* **Text extract**:
HERCULES RETURNS A film review by Tak Copyright 1993 Mark Takacs
Directed by David Parker ScreenWriter Des Mangan 35mm / color / 82 mins / Australia 1993 Rated: M+ (15 years and over - medium level course language) Tak rating: see it once, pay full price
TV-Guide(tm)-Review ------------------- When an *unsubtitled* Italian version of a hideously campy Italian muscle-man movie arrives at the Gala Opening of a new theatre, the three person crew redubs the movie *live* from the projection booth, with hilarious results.
Tak Thoughts ------------ I've done it. You've probably done it. You're sitting up late one night watching an incredibly *bad* movie of some sort, and you start throwing in your own versions of the lines -- "Don't shoot me yet, I neeed to flex first!", things like that.
Well, the team "Double Take" (Des Mangan & Sally Patience) has turned this concept into a hilarious and profitable business. It started March 1986 at an underground cinema in Sydney, Australia when they rescripted and redubbed ASTRO ZOMBIES live to a forty-person audience. A few months later they were playing in Sydney's arthouse theatre, sold out five hours before the show, and turned away 600 people.

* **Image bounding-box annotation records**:

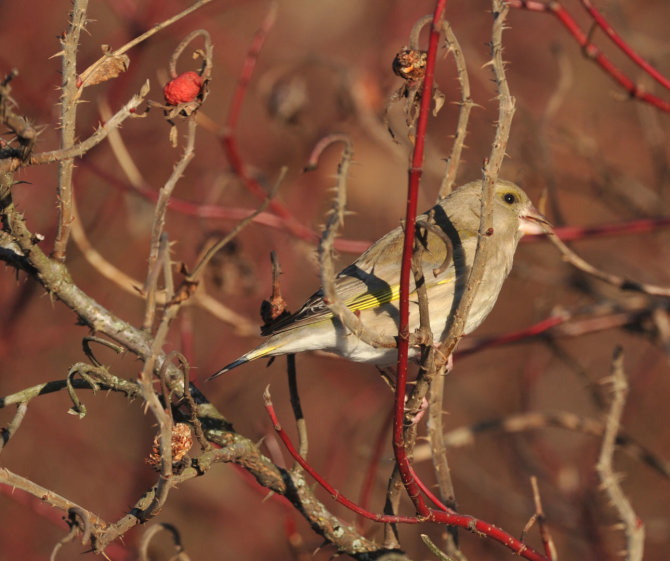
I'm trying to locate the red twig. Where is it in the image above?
[263,386,421,524]
[506,0,670,113]
[78,159,372,254]
[263,387,548,561]
[393,0,446,516]
[454,315,570,358]
[220,3,319,242]
[358,404,393,526]
[582,0,670,90]
[521,216,670,243]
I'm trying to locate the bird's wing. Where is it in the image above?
[262,215,468,335]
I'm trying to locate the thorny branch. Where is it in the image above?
[596,347,645,561]
[54,0,88,261]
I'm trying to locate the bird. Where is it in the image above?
[209,179,550,380]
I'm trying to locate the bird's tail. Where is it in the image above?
[207,341,278,382]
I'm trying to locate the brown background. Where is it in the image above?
[0,0,670,561]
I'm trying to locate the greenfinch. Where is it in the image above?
[210,180,549,379]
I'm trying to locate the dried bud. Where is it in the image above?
[145,423,193,468]
[163,70,202,105]
[393,49,428,82]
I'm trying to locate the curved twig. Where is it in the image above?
[310,135,396,349]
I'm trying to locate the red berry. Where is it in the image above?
[163,70,202,105]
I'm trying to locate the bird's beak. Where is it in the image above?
[519,205,552,235]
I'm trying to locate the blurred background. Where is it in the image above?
[0,0,670,561]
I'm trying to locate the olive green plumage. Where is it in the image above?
[212,180,547,378]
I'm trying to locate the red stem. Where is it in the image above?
[582,0,670,90]
[393,0,446,516]
[219,4,326,242]
[506,0,670,113]
[264,390,548,561]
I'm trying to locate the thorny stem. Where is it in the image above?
[53,0,88,262]
[393,0,446,516]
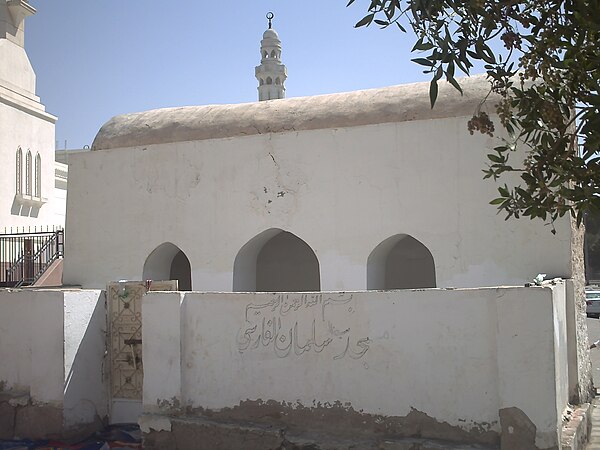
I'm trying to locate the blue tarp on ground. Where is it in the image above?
[0,424,142,450]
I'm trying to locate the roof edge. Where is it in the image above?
[92,75,490,150]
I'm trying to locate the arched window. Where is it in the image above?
[25,150,33,195]
[15,147,23,195]
[143,242,192,291]
[35,153,42,198]
[367,234,436,289]
[233,228,321,292]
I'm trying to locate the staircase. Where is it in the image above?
[0,230,64,288]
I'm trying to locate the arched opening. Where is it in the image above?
[143,242,192,291]
[367,234,436,289]
[233,228,321,292]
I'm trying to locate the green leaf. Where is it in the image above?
[411,58,435,67]
[354,13,375,28]
[429,78,438,109]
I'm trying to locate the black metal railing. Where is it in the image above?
[0,230,65,287]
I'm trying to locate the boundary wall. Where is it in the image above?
[0,289,108,439]
[140,282,574,449]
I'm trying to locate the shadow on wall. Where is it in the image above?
[367,234,436,290]
[63,291,108,435]
[10,196,40,218]
[142,242,192,291]
[233,228,321,292]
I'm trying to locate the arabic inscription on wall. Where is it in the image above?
[237,293,371,360]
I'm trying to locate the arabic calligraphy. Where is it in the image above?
[236,293,371,360]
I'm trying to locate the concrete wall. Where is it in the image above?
[143,284,568,449]
[64,112,571,291]
[0,289,107,438]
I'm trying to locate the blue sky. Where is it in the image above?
[25,0,436,149]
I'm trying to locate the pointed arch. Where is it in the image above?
[25,150,33,195]
[233,228,321,292]
[142,242,192,291]
[34,153,42,198]
[15,147,23,195]
[367,234,436,289]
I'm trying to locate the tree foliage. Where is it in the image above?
[348,0,600,230]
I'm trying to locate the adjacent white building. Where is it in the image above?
[0,0,68,232]
[0,0,68,286]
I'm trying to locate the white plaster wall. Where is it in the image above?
[0,290,64,405]
[0,289,107,428]
[63,291,108,427]
[0,96,58,232]
[64,117,571,291]
[0,39,35,94]
[143,285,568,448]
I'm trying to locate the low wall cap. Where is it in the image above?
[92,75,490,150]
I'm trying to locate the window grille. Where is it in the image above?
[15,147,23,195]
[35,153,42,198]
[25,150,32,195]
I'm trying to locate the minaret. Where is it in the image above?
[255,12,287,101]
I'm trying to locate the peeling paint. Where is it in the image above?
[152,399,500,446]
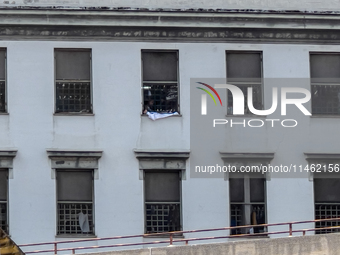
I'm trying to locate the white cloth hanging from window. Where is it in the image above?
[78,212,90,233]
[146,112,179,120]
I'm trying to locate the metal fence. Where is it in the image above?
[19,218,340,254]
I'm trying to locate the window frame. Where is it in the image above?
[53,48,94,116]
[228,173,268,235]
[55,168,96,237]
[225,50,264,117]
[140,49,181,116]
[143,169,183,235]
[309,51,340,118]
[313,172,340,234]
[0,168,10,235]
[0,47,8,115]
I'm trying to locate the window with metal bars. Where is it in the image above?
[229,174,266,235]
[314,178,340,234]
[54,49,92,113]
[310,53,340,115]
[0,49,7,112]
[57,170,94,235]
[144,171,181,234]
[226,51,263,115]
[0,169,9,234]
[142,50,179,114]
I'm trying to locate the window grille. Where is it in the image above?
[55,49,92,113]
[145,202,181,233]
[58,202,94,235]
[144,171,181,234]
[310,53,340,115]
[56,81,91,113]
[57,170,94,235]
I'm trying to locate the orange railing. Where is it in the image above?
[19,218,340,254]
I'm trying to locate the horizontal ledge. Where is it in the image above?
[0,149,18,157]
[53,112,94,116]
[220,151,275,160]
[304,152,340,160]
[46,149,103,158]
[0,8,340,30]
[134,149,190,159]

* **Task prompt**:
Write out the part of the Hercules Returns review between "Tak Thoughts ------------ I've" and "things like that.", inclusive.

* **Result for this task**:
Tak Thoughts ------------ I've done it. You've probably done it. You're sitting up late one night watching an incredibly *bad* movie of some sort, and you start throwing in your own versions of the lines -- "Don't shoot me yet, I neeed to flex first!", things like that.